If your array consists of other datatypes, you can change the dtype argument according, which is passed into np.loadtxt.

Save 2D List to CSV

The FileIO.save_2d_list_to_csv does what exactly what it sounds like: it save a nested 2D list to a csv file. To do so, you can simply run

>>> data = [["A", "B", "C"], [1,2,3]]
>>> FileIO.save_2d_list_to_csv(data=data, path="<your_path>")

By default, this does not overwrite existing files. If you would like to avoid the error and overwrite, you can set

>>> FileIO.save_2d_list_to_csv(data=data, path="<your_path>", overwrite=True)

This method is as feature-rich as other methods since we don’t use this internally.

* * *

▶ [Directives]:
A – In the documentation excerpt, which argument setting makes the 2D-list save method overwrite an existing file?
B – Please copy the documentation excerpt from "The FileIO.save_2d_list_to_csv does" to "use this internally.", swapping "error" for "exception".
C – Carry on writing the documentation excerpt on saving data with FileIO from the point where it stops.

▶ [Excerpted records]:
* * *

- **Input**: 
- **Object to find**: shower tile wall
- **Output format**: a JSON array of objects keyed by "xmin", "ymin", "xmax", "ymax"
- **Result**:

* * *

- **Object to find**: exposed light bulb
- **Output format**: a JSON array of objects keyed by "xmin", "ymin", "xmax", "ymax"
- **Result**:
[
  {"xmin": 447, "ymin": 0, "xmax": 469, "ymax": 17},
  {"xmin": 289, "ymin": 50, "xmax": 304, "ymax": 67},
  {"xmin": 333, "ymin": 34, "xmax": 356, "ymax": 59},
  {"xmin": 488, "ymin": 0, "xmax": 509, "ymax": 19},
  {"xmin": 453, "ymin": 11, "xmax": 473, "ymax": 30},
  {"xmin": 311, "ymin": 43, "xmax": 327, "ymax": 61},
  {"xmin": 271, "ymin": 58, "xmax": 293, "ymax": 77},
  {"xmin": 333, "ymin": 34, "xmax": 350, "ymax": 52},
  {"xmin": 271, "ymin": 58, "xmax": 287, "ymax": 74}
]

* * *

▶ [Final results]:
A – overwrite=True

B –
The FileIO.save_2d_list_to_csv does what exactly what it sounds like: it save a nested 2D list to a csv file. To do so, you can simply run

>>> data = [["A", "B", "C"], [1,2,3]]
>>> FileIO.save_2d_list_to_csv(data=data, path="<your_path>")

By default, this does not overwrite existing files. If you would like to avoid the exception and overwrite, you can set

>>> FileIO.save_2d_list_to_csv(data=data, path="<your_path>", overwrite=True)

This method is as feature-rich as other methods since we don’t use this internally.

C –
Save Numpy Array

The FileIO.save_np_array saves a numpy array as a plain text file. You can save it simpy by the following:

>>> data = np.array([[1,2,3], [3,4,5]])
>>> FileIO.save_np_array(array=data, path="<your_path>")

You can also specify the column names to be saved as the first row:

>>> data = np.array([[1,2,3], [3,4,5]])
>>> col_names = np.array(["CD13", "CD4", "CD3"])
>>> FileIO.save_np_array(array=data, path="<your_path>", col_names=col_names)